* [Set tasks]
1. Answer these questions using the passage about deep tech AI companies:
(a) How often does Digital Catapult meet leading-edge companies?
(b) What event leads an AI business into a particular domain specialisation?
(c) What kind of fees do early clients want to pay once they sign up?
2. Copy word for word the part of the passage about deep tech AI companies that opens with the words "At Digital Catapult" and closes with "caught our attention.".
3. List every thing the passage about deep tech AI companies says early foundation clients help these companies do.

___ Text passage ___

At Digital Catapult we have the privilege to meet lots of leading-edge companies every week and, after a while, the things they have in common start to surface and become more noticeable. In the last few months, a few recurring challenges among early stage deep tech AI companies have caught our attention.

One of those challenges is around deep tech companies who want to develop platforms to license their AI solutions. Like many SaaS companies, they find that they often need early foundation clients to help build their foundations and prove out their concepts and gain those really important early revenues. Interestingly, AI businesses in particular, which are rooted in deep tech, tend to be quite diverse in the range of verticals they find themselves entering. This is frequently because the solutions their algorithms offer may be equally applied across many domains. The process that leads a company to find its first customer with a dataset they want to share is often a somewhat arbitrary and very time consuming process. That’s what gets the company kick-started and it is only when a client with data to be trained shows up, that it leads the business into a particular domain specialisation. So one of the challenges is how to retain focus within one domain or industry sector, rather than being diverted off into various different sectors which don’t complement each other and which, although they might happen to yield data-rich clients, will ultimately make it difficult for a small AI company to scale.

The argument is always made that the early customers of small tech companies will essentially pay to build the product and then the company can roll it out to everyone else and scale that way. This is a tried and tested method, and a sensible approach to pursue. Inevitably however, trying to find those early clients takes a long time and when you do sign them up, they want the work to be a pilot and to pay heavily discounted fees. Then they swamp the development teams with very particular and granular demands about how the integration with their legacy systems will work and what kind of APIs need to be created – in other words lots of questions which are very bespoke to that customer rather than generic and applicable across the board. So although useful cashflow revenue is generated, the company becomes almost entirely focussed on the needs of one or two early customers at the expense of developing a scaleable solution.

___ Material shown ___

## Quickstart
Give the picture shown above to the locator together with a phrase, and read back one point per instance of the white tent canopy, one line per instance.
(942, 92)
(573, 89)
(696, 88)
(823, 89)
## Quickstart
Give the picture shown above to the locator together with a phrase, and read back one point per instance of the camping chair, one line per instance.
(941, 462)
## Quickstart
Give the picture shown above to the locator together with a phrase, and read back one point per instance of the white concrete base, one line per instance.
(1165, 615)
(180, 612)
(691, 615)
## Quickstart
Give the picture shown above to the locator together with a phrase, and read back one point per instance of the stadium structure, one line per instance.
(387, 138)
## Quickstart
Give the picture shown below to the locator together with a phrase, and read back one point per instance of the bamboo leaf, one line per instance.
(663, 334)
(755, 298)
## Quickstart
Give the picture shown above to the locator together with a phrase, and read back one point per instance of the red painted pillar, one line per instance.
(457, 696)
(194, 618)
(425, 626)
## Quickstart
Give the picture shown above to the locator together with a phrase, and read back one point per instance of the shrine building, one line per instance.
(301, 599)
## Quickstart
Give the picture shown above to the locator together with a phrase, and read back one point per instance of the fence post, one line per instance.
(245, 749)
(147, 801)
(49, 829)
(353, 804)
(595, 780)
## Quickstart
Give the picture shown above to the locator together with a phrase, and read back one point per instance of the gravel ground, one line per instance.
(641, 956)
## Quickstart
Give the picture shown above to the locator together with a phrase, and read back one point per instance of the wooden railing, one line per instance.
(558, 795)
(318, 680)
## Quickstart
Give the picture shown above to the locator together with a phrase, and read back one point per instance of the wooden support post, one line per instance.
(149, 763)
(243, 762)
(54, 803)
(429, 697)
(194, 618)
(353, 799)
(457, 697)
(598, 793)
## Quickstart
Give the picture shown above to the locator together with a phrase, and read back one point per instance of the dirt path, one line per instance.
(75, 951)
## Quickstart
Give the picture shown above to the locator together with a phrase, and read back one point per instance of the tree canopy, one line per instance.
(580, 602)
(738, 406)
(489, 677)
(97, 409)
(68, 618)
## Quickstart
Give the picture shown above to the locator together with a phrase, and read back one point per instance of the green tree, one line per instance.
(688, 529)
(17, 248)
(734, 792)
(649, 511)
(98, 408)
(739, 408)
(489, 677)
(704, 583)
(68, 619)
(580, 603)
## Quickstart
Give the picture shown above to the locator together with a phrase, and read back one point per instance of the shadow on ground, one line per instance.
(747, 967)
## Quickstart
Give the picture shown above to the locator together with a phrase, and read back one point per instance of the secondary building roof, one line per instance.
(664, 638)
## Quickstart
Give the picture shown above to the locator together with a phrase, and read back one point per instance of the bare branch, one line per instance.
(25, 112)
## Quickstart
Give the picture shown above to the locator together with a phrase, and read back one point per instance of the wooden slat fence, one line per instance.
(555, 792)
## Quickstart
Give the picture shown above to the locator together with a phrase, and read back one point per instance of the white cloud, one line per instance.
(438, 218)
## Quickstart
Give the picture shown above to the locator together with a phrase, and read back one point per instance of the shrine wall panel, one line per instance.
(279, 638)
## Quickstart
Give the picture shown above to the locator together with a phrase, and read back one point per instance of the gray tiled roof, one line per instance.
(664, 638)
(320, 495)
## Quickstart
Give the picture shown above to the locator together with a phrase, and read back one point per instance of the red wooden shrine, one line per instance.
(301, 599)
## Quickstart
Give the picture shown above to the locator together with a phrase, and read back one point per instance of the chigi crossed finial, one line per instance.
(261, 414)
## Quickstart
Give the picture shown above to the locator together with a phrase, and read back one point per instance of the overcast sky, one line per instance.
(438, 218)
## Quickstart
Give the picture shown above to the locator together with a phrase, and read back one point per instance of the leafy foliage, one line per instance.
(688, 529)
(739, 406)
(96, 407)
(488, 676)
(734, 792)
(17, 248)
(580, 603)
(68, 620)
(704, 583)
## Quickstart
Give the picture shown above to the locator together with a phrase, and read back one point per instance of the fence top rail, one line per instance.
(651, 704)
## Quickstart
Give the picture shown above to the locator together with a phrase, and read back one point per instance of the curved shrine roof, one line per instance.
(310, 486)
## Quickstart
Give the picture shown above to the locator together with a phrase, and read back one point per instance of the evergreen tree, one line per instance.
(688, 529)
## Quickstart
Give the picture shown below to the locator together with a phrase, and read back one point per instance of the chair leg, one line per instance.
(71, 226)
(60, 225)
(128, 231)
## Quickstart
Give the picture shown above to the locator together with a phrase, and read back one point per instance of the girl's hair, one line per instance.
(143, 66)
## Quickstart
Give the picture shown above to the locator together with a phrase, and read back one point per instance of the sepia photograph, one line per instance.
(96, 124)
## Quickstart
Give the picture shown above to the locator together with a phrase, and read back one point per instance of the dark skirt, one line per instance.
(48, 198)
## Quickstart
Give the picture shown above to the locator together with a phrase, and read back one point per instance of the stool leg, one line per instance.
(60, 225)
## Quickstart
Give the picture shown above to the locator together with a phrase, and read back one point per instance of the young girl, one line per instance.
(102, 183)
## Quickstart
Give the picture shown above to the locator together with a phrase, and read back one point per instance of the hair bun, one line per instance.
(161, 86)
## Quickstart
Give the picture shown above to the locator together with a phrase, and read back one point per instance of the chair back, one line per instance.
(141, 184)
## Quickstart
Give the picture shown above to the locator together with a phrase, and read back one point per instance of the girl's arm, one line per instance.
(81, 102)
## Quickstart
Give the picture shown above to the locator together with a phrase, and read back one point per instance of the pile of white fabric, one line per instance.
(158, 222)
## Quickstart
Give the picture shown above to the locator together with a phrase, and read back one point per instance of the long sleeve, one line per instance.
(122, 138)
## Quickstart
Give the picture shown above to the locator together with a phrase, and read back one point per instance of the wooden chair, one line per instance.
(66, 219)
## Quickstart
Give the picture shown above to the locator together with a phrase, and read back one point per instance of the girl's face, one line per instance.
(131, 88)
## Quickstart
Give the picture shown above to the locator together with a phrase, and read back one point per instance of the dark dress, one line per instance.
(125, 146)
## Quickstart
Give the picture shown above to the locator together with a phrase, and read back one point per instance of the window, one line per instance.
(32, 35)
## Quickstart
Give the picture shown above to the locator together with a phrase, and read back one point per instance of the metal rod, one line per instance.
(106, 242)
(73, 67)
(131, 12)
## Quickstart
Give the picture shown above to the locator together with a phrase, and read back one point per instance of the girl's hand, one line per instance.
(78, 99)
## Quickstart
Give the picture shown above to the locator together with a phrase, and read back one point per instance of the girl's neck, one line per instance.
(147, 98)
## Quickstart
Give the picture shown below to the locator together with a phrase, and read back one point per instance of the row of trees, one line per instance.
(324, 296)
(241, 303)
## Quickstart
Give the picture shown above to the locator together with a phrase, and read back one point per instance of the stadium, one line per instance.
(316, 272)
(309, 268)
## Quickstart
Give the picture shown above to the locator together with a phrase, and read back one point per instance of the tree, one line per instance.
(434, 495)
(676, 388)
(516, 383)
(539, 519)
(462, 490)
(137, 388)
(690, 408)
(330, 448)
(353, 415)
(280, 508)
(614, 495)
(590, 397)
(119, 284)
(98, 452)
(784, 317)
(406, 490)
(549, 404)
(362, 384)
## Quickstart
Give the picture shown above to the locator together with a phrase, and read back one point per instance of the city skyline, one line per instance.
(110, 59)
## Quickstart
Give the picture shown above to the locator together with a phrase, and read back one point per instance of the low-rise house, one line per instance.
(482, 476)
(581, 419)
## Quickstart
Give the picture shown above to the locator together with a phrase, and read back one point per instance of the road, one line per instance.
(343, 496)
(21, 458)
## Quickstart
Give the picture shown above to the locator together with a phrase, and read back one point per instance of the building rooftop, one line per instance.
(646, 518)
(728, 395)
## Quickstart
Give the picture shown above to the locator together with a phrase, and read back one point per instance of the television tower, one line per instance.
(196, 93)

___

* [The responses]
1.
(a) Every week.
(b) A client with data to be trained showing up.
(c) Heavily discounted fees.

2.
At Digital Catapult we have the privilege to meet lots of leading-edge companies every week and, after a while, the things they have in common start to surface and become more noticeable. In the last few months, a few recurring challenges among early stage deep tech AI companies have caught our attention.

3.
- Build their foundations
- Prove out their concepts
- Gain those really important early revenues